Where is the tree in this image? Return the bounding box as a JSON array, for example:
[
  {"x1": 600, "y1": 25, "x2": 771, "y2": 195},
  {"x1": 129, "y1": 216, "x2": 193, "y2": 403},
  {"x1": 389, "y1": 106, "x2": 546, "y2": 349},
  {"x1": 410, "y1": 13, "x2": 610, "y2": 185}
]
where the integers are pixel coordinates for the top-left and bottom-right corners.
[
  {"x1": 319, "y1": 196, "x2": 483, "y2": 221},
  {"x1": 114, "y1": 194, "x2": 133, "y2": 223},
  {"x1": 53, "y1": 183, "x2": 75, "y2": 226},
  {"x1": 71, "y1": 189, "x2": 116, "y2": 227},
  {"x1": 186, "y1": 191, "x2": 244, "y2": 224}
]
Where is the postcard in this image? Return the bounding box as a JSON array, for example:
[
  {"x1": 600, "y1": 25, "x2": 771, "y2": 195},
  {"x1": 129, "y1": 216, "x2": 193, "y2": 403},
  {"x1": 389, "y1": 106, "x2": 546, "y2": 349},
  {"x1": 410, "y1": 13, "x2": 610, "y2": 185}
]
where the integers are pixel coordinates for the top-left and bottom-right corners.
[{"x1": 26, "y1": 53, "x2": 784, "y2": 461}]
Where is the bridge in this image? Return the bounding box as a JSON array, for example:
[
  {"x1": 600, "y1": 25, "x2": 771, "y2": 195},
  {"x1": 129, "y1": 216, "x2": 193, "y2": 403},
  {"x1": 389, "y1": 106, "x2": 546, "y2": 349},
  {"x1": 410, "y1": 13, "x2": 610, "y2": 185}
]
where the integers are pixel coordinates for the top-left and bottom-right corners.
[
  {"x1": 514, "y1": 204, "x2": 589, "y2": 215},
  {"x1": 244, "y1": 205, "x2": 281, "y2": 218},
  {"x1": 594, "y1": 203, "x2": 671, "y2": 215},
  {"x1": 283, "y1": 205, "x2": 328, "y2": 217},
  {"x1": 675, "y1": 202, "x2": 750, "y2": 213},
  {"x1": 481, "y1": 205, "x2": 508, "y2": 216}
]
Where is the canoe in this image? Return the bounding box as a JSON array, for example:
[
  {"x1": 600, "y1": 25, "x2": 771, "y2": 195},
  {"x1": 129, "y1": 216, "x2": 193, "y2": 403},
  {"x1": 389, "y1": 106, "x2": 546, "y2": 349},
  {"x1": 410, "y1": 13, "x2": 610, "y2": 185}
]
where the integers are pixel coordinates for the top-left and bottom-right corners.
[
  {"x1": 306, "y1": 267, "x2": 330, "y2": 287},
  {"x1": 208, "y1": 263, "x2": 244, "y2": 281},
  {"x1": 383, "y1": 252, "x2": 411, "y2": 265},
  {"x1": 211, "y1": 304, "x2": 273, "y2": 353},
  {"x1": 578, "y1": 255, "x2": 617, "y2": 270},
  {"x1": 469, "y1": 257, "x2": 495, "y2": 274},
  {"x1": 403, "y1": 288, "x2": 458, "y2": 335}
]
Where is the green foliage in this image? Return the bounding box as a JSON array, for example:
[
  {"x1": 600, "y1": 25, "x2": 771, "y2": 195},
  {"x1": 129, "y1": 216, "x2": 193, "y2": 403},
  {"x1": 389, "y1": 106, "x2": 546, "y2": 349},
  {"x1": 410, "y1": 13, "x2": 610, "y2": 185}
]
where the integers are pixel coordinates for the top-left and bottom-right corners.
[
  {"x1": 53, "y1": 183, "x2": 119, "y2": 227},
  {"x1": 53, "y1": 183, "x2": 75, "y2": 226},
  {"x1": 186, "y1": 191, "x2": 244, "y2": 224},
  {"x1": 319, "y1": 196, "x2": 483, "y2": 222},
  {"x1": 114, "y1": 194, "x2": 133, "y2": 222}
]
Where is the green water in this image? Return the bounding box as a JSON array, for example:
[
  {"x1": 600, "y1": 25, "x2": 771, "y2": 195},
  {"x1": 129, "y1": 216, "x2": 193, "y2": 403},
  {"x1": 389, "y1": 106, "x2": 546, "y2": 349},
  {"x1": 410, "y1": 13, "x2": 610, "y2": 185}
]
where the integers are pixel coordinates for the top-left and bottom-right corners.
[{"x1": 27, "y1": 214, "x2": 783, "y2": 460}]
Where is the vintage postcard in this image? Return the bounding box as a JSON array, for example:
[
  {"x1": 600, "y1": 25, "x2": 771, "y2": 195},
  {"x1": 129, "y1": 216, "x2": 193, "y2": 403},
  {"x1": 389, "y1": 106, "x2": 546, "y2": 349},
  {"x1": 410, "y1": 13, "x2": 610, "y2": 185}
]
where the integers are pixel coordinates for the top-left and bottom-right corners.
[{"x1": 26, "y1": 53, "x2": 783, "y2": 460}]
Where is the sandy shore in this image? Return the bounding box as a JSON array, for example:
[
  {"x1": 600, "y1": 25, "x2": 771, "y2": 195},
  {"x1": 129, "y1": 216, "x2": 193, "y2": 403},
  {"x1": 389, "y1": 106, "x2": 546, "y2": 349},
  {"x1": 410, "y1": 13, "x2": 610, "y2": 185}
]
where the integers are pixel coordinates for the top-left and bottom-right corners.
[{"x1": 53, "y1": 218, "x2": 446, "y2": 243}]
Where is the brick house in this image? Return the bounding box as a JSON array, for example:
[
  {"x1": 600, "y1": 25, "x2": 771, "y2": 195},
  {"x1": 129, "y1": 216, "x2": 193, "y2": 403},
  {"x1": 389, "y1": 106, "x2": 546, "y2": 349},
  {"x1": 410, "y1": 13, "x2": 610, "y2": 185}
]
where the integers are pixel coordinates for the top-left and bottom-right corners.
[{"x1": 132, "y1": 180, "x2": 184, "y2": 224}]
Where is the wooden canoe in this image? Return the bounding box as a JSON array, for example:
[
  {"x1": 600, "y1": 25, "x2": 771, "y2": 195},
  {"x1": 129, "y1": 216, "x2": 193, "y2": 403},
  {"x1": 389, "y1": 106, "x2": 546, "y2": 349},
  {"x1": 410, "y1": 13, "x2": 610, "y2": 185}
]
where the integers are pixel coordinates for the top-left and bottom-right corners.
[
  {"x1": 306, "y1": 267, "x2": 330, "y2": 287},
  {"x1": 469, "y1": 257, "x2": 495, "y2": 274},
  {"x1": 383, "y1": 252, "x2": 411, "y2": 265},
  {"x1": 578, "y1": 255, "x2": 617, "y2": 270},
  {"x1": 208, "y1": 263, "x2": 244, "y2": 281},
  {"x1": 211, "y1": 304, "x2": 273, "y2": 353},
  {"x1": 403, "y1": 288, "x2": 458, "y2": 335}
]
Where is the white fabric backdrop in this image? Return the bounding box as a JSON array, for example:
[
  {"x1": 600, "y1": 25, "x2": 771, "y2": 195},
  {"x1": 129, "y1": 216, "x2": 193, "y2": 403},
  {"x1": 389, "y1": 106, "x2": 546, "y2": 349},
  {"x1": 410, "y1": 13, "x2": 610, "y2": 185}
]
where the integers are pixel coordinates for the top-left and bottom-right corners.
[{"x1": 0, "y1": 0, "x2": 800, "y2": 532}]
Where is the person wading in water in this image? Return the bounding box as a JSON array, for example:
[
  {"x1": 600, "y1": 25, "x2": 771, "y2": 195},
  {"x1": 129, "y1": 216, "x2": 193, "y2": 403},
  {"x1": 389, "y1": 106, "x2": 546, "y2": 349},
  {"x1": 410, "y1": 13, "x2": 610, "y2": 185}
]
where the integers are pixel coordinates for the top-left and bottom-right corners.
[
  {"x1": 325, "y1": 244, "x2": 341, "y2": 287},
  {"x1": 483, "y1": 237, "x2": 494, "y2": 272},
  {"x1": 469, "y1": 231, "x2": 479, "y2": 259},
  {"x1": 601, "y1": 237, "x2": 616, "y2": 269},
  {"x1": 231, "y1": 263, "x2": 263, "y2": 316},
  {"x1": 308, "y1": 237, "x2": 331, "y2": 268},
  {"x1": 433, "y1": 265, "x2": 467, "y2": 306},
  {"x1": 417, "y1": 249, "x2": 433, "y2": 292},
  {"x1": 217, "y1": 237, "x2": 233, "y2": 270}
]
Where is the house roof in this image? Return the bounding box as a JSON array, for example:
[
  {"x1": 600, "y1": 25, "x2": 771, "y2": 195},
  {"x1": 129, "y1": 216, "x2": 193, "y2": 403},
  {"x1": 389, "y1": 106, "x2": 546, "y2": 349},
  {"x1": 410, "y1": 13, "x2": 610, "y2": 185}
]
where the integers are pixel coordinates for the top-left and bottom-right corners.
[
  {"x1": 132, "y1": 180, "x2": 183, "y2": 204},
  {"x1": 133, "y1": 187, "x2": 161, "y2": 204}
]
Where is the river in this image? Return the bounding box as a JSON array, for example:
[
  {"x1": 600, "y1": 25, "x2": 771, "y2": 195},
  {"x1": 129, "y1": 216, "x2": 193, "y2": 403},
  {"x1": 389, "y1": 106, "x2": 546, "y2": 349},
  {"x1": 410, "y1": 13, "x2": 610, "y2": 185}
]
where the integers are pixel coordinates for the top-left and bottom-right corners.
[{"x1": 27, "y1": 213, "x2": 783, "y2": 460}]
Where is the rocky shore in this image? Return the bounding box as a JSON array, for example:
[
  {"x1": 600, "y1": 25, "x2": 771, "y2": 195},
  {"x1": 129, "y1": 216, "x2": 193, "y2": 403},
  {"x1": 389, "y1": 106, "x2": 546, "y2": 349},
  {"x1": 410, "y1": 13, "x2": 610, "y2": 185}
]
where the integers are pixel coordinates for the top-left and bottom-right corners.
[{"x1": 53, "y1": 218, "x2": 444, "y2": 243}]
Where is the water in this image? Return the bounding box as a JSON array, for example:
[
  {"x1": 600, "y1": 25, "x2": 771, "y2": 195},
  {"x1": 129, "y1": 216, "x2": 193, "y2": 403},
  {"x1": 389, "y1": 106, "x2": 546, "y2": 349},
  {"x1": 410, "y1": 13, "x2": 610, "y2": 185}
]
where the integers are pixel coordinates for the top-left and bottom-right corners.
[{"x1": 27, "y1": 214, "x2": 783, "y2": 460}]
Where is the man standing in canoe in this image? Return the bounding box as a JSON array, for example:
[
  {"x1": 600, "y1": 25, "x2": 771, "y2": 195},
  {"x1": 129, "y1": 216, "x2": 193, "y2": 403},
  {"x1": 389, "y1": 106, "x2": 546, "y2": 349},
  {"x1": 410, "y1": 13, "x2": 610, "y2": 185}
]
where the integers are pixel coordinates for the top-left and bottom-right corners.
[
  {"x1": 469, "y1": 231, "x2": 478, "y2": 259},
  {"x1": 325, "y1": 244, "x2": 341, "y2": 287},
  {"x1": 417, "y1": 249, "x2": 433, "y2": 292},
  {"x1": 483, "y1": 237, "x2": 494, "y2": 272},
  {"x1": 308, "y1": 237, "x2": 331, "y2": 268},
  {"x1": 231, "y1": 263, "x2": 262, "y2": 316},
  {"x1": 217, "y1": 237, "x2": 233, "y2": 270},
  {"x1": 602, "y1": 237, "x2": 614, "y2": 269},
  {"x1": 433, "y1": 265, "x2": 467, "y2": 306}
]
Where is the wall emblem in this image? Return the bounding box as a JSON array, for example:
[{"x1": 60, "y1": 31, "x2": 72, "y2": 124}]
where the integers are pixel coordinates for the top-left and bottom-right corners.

=== THE EXERCISE ===
Collect every line in the entries above that contains the word "house", and copy each such line in full.

=== WORKED ANSWER ===
Where is the brick house in this image? Return the bounding box as a JSON array, for example:
Where is the house roof in this image? Return the bounding box as a JSON array, for example:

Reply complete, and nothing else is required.